_EXERCISE AIM_
Go through the entries below and collect each line with the string "every" in it.

_MATERIAL PROVIDED_

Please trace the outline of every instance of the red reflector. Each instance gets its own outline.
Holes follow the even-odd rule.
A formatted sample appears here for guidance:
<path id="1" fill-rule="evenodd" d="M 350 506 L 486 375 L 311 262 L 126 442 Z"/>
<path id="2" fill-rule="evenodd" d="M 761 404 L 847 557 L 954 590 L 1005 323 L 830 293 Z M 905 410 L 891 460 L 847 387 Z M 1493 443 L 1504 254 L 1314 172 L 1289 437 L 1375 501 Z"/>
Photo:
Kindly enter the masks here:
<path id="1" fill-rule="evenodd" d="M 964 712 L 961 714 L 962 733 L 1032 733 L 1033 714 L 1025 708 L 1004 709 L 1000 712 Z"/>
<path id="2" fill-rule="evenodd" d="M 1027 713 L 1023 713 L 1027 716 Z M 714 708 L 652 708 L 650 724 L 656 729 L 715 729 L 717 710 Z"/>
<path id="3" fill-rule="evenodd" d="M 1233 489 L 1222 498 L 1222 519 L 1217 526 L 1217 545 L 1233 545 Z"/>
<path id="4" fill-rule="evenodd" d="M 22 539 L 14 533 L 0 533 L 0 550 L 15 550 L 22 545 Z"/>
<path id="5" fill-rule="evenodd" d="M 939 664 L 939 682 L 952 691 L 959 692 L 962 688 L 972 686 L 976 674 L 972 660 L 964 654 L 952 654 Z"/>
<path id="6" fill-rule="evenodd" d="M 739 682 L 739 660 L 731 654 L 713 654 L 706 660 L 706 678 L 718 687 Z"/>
---
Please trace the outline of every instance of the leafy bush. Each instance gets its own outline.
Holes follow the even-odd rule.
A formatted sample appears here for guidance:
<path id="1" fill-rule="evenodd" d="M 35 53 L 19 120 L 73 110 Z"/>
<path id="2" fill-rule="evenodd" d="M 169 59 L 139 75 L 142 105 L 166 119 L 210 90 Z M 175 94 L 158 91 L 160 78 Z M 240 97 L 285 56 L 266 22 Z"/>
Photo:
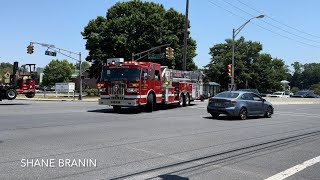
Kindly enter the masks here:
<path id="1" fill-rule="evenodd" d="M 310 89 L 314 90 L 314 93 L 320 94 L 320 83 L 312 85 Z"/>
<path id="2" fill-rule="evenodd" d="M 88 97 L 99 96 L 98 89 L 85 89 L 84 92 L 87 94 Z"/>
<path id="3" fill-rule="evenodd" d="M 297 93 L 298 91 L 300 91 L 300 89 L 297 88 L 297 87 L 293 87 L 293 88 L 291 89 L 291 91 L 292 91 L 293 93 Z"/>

_RESPONSE_
Please trace the outline of every instance of the red reflector. Each instance gets its own outline.
Please trace the outline of every instance of the leafy bush. Each instance gets its own outline.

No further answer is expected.